EXCERPT PROVIDED:

By JONATHAN MATTISE
NASHVILLE, Tenn. (AP) — A conservative legal outfit filed a lawsuit on Wednesday against President Joe Biden’s administration for the priority it has placed on restaurants and bars owned by women and certain minorities in its COVID-19 relief package, arguing white men are being “pushed to the back of the line” for aid for their eateries.
The lawsuit led by the Wisconsin Institute for Law & Liberty targets the period from May 3 until May 24 during which the $28.6 billion Restaurant Revitalization Fund will only process and fund requests from businesses owned by women; veterans; or socially and economically disadvantaged individuals. Eligibility opens broadly after that period.
Biden has previously said that female-owned and minority-owned businesses have been disproportionately hurt by the COVID-19 economic crisis.
The lawsuit filed in U.S. District Court in East Tennessee names U.S. Small Business Association Administrator Isabella Casillas Guzman as the defendant.
A Small Business Administration spokesperson, Carol R. WIlkerson, said in an email that the agency does not comment on pending litigation.
The group sued on behalf of plaintiff Antonio Vitolo, owner of Jake’s Bar and Grill in Harriman, Tennessee. Vitolo applied immediately for aid on May 3, but doesn’t qualify to receive aid yet because he is a white male, according to the lawsuit. The group argues the gender and race distinctions are unconstitutional and is seeking an immediate halt to payouts under the program until the government starts processing them on a first-come, first-served basis.
“Given the limited pot of funds, this puts white male applicants at significant risk that, by the time their applications are processed, the money will be gone,” the lawsuit states.

PROBLEMS TO WORK ON:
1/ In the restaurant relief lawsuit story, how much money is in the Restaurant Revitalization Fund?
2/ From the restaurant relief lawsuit story, reproduce word for word the part that opens with the words containing "By JONATHAN MATTISE" and closes with "for their eateries.".
3/ Write the next part of the restaurant relief lawsuit story, picking up after its last sentence.
The records that come next are separate material and have nothing to do with the restaurant relief lawsuit story.

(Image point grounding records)
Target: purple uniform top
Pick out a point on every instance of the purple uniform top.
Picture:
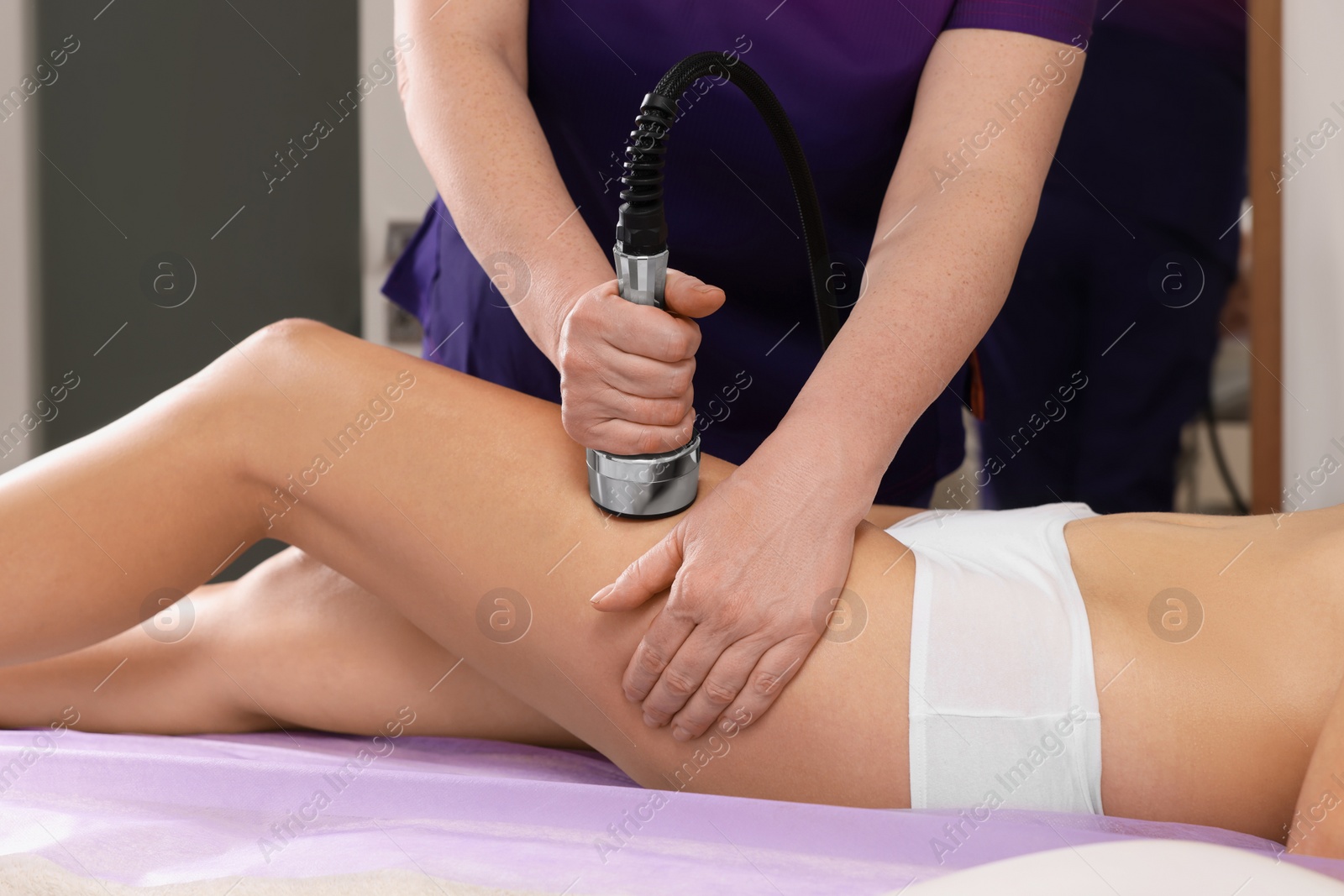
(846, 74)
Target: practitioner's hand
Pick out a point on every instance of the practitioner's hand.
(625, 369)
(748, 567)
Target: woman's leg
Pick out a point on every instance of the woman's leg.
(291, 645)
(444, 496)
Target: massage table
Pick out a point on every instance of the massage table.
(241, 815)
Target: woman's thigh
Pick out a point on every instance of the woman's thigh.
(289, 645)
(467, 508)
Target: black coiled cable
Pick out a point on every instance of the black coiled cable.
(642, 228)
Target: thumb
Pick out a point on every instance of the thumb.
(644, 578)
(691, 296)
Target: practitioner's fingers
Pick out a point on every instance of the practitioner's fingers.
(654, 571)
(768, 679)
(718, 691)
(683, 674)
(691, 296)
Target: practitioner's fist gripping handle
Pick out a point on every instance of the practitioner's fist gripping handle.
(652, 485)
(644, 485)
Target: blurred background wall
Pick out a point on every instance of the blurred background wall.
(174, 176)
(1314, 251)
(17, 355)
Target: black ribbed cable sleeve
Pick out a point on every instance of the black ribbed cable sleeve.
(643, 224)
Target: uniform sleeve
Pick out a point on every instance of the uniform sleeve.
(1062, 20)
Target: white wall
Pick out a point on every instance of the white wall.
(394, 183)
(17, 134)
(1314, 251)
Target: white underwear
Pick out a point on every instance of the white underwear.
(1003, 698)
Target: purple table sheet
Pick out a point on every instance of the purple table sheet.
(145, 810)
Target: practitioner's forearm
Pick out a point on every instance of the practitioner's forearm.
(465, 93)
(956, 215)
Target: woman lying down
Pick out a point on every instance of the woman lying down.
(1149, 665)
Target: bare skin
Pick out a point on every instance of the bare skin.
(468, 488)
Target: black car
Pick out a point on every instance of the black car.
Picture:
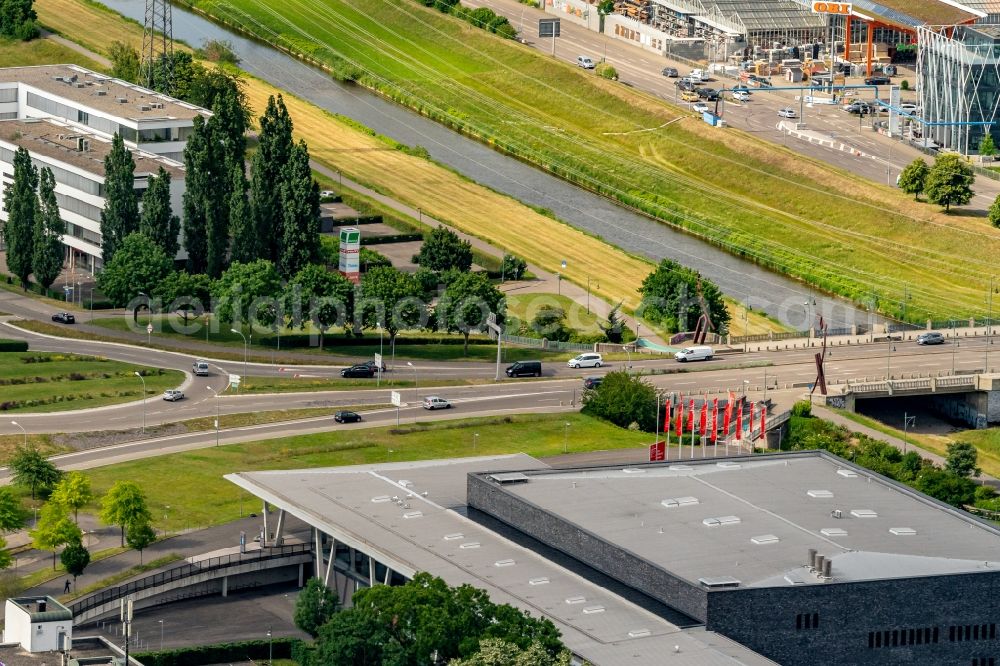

ANSWERS FOR THE EXERCISE:
1/ $28.6 billion

2/
By JONATHAN MATTISE
NASHVILLE, Tenn. (AP) — A conservative legal outfit filed a lawsuit on Wednesday against President Joe Biden’s administration for the priority it has placed on restaurants and bars owned by women and certain minorities in its COVID-19 relief package, arguing white men are being “pushed to the back of the line” for aid for their eateries.

3/
The program relies on a definition of “socially disadvantaged” that is limited to people “subjected to racial or ethnic prejudice or cultural bias because of their identity as a member of a group without regard to their individual qualities.” Groups presumed to be socially disadvantaged include: Black Americans, Hispanic Americans, Native Americans, including Alaska Natives and Native Hawaiians; Asian Pacific Americans; and Subcontinent Asian Americans.
For the $28.6 billion program, the Small Business Administration announced Wednesday that women, veterans, and socially and economically disadvantaged business owners have applied for $29 billion through more than 147,000 applications. Payments totaling $2.7 billion have already been sent out to 21,000 restaurants, officials said.
Beyond just the initial priority groups, the administration said it has received more than 266,000 applications total, representing more than $65 billion.
Officials said the application portal will remain open because the administration still has potential money available for businesses with 2019 annual revenue of $50,000 or less.
“The numbers show that we’ve been particularly successful at reaching the smallest restaurants and underserved communities that have struggled to access relief,” said Guzman, the administrator, in a statement.
The program extends to other similar types of businesses that meet a threshold for on-site eating and drinking, from bakeries to breweries.
The U.S. Department of Justice and a Small Business Administration spokesperson did not immediately respond to requests for comment on the lawsuit.
The lawsuit says Vitolo’s wife is Hispanic and owns half of the restaurant, but he is not eligible yet for payment. The law says a business is required to have 51% ownership by someone in one of the priority groups to qualify for the early priority for aid.
The Wisconsin Institute for Law & Liberty similarly has spearheaded a lawsuit against the Biden administration on behalf of white Midwestern farmers over another portion of the $1.9 trillion coronavirus relief package, alleging last month that they can’t participate in a COVID-19 loan forgiveness program because they’re white.
Under the Biden restaurant relief program, restaurants and bars can qualify for grants equal to their pandemic-related revenue losses, with a cap of $10 million per business and $5 million a location.
The program has set aside $9.5 billion for the smallest restaurants and bars, and a third of the applications were filed by businesses with annual pre-pandemic revenues of less than $500,000.